TASK GOAL:
Update the records below by changing every "pointer" to "annotator" and keeping everything else the same. Leave the pictures out of your answer.

DATA LINES:
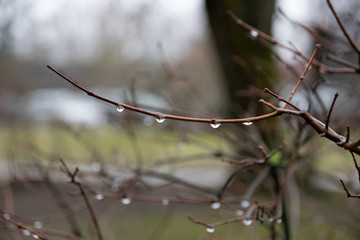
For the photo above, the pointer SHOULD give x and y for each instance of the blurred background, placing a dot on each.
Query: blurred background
(182, 57)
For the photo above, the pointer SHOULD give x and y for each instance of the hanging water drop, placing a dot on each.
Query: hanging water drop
(254, 33)
(126, 201)
(99, 196)
(215, 205)
(6, 216)
(215, 124)
(120, 108)
(247, 222)
(26, 232)
(160, 118)
(239, 212)
(165, 202)
(38, 224)
(245, 204)
(96, 166)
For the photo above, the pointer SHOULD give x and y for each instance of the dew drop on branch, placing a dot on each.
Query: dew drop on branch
(254, 33)
(6, 216)
(38, 224)
(99, 196)
(247, 222)
(126, 201)
(120, 108)
(160, 118)
(165, 202)
(215, 124)
(239, 212)
(215, 205)
(26, 232)
(244, 204)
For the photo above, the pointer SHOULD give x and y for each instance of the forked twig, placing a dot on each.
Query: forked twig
(349, 195)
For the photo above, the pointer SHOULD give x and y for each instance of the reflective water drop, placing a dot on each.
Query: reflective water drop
(120, 108)
(26, 232)
(182, 145)
(239, 212)
(96, 166)
(254, 33)
(215, 124)
(245, 204)
(148, 121)
(99, 196)
(6, 216)
(126, 201)
(215, 205)
(160, 118)
(165, 202)
(38, 224)
(247, 222)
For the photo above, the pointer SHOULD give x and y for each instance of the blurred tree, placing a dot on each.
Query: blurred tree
(239, 55)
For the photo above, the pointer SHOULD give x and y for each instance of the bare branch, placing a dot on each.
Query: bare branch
(330, 111)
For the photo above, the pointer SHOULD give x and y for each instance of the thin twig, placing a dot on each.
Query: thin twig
(330, 111)
(302, 77)
(349, 195)
(312, 121)
(356, 165)
(281, 98)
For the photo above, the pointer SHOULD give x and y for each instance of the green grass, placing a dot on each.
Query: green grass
(109, 144)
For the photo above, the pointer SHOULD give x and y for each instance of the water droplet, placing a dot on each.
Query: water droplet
(96, 166)
(254, 33)
(120, 108)
(26, 232)
(126, 201)
(148, 121)
(38, 224)
(247, 222)
(182, 145)
(160, 118)
(6, 216)
(215, 124)
(215, 205)
(165, 202)
(99, 196)
(239, 212)
(245, 204)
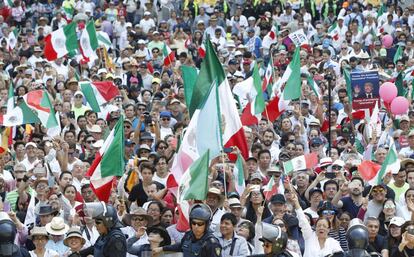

SOLUTION BELOW:
For the photo above, the annotator SHOULD give x and y for each instance of the blurred background, placing a dot on each.
Query: blurred background
(182, 57)
For the photo above, the annotator SHOULD give x and y for each instance of the hanging water drop, placing a dot on each.
Query: hanging water drop
(254, 33)
(126, 201)
(99, 196)
(215, 205)
(6, 216)
(215, 124)
(120, 108)
(247, 222)
(26, 232)
(160, 118)
(239, 212)
(165, 202)
(38, 224)
(245, 204)
(96, 166)
For the photo above, the annotator SHOULD give x and y for each instance of the dew drop on branch, placing a dot on each.
Query: dew drop on branch
(254, 33)
(6, 216)
(38, 224)
(99, 196)
(247, 222)
(126, 201)
(120, 108)
(160, 118)
(165, 202)
(215, 124)
(239, 212)
(215, 205)
(26, 232)
(244, 204)
For the photo above, the annotator SHOULD give x and y for each instance of the forked twig, placing a dot on each.
Query: forked twig
(349, 195)
For the photo above, the annotator SHOULD give x and y for each instance of the reflective water drop, placing a dot on each.
Query: reflective water drop
(120, 108)
(26, 232)
(182, 145)
(239, 212)
(96, 166)
(254, 33)
(215, 124)
(245, 204)
(148, 121)
(99, 196)
(6, 216)
(126, 201)
(215, 205)
(160, 118)
(165, 202)
(38, 224)
(247, 222)
For the photo above, the annotator SHOULD give x and y for each instance of the blurred tree, placing a dot on each.
Query: blurred tree
(239, 55)
For the photo above, the annotator SHOULD give x and y for each instance of the bare branch, placing a dot on each.
Query: bare branch
(330, 111)
For the photo above, the annotator SHOULD give x and y for each instance of the thin twig, placing a dot on each.
Query: thin twig
(330, 111)
(302, 77)
(349, 195)
(312, 121)
(356, 165)
(281, 98)
For the photo above, the annotator SHOULD give x and y for each instance of the green grass, placing a dot on each.
Query: green grass
(109, 144)
For the photo above, the annotator SHOULD give x and y for each instance of the water droplet, placing a dot on each.
Query: water droplet
(96, 166)
(254, 33)
(120, 108)
(26, 232)
(126, 201)
(148, 121)
(38, 224)
(247, 222)
(182, 145)
(160, 118)
(6, 216)
(215, 124)
(215, 205)
(165, 202)
(99, 196)
(239, 212)
(245, 204)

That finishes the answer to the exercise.